### Problem to solve
Write the records out again in full, word for word.

== == ==

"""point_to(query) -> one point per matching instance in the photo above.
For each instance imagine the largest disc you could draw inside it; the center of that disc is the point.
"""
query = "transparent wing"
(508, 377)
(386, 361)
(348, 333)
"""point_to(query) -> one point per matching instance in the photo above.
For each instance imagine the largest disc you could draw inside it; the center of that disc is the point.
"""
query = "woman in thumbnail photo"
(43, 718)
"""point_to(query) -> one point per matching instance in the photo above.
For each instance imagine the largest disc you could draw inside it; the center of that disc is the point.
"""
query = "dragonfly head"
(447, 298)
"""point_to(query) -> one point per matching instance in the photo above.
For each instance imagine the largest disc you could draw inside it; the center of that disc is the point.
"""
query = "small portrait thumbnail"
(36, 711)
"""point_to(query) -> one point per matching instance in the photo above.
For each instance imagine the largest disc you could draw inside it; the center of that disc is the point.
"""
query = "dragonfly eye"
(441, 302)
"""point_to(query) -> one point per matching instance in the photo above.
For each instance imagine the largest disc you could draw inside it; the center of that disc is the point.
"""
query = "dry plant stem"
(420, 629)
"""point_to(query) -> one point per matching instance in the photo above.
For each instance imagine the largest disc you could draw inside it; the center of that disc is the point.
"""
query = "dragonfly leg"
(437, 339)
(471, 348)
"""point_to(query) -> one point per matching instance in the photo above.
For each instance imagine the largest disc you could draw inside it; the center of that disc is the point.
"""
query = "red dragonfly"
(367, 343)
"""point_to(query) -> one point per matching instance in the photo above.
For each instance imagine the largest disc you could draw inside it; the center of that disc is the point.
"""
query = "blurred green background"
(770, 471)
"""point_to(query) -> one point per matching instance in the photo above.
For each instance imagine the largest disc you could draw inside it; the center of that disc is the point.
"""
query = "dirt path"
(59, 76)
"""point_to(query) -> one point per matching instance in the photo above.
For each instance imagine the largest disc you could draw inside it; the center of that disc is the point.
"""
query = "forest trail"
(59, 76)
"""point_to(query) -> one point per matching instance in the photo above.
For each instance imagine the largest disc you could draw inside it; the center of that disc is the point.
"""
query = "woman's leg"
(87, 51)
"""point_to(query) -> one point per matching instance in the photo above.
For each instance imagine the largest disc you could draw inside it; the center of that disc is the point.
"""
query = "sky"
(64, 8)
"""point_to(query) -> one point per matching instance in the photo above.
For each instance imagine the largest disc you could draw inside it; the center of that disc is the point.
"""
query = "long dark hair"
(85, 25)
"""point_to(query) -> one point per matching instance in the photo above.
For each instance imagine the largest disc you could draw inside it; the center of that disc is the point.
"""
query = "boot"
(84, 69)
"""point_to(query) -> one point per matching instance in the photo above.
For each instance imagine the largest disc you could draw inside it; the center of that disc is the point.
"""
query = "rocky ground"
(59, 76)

== == ==

### Reply
"""point_to(query) -> one point per matching instance in the photo above.
For each instance imagine the largest disc you could draw inside it; the center of that disc is the point.
"""
query = "transparent wing"
(508, 377)
(386, 361)
(348, 333)
"""point_to(query) -> one point per matching instance in the photo above.
For each instance imagine the largest disc you could draw inside it; the center of that disc is the point.
"""
query = "woman in thumbnail photo"
(43, 718)
"""point_to(query) -> one point per matching instance in the photo above.
For each instance imagine the largest disc you could draw inside it; the center of that disc is the point.
"""
query = "dragonfly head"
(447, 298)
"""point_to(query) -> one point per matching instance in the photo above.
For each instance imagine the largest disc you could draw inside it; the center of that disc is the point.
"""
query = "small portrait thumbnail"
(36, 711)
"""point_to(query) -> one point per matching instance in the photo above.
For each instance imagine the largest disc you could draw inside it; the center of that disc is the point.
"""
query = "dragonfly eye"
(441, 302)
"""point_to(query) -> one point per matching instance in the photo above.
For each instance imagine the largest disc you could draw inside it; the center of that disc is the point.
"""
query = "dry plant stem"
(420, 629)
"""point_to(query) -> one point per matching instance in the photo above.
For each instance imagine the largest disc you could draw inside it; the center of that disc is the point.
"""
query = "dragonfly leg"
(437, 339)
(471, 348)
"""point_to(query) -> one point per matching instance in the photo above.
For each instance imagine the largest disc you could draw inside it; the center of that disc is the point.
"""
query = "red dragonfly"
(367, 343)
"""point_to(query) -> one point per matching instance in the photo above.
For each instance imagine the largest disc you could draw inside it; the center of that disc is the point.
"""
query = "blurred green background"
(770, 471)
"""point_to(query) -> one point per matching instance in the photo above.
For each instance imagine the largest disc you could draw inside it; the center of that disc is the point.
"""
query = "dirt path"
(59, 76)
"""point_to(query) -> one point per matching instance in the photo above.
For each instance imagine the largest disc you could draw inside it; the center of that disc is the point.
"""
query = "forest trail"
(59, 76)
"""point_to(query) -> one point per matching instance in the photo above.
For each instance imagine the largest disc you could draw inside it; the center of that disc is the point.
"""
query = "woman's leg"
(87, 51)
"""point_to(query) -> one point per matching instance in the photo above.
For each instance imagine the largest disc you could draw inside it; the center of that disc is the point.
"""
query = "sky"
(64, 8)
"""point_to(query) -> one point per matching instance in the photo above.
For each instance imagine the largest disc you could draw inside it; the center of that disc is the point.
"""
query = "long dark hair"
(85, 25)
"""point_to(query) -> one point per matching instance in the photo above.
For each instance imagine the largest disc you could draw inside it; the center of that disc is the point.
"""
query = "boot"
(84, 69)
"""point_to(query) -> one point per matching instance in the photo above.
For each instance imagine the largest disc you could draw inside it; the center of that disc is the point.
"""
query = "rocky ground"
(59, 76)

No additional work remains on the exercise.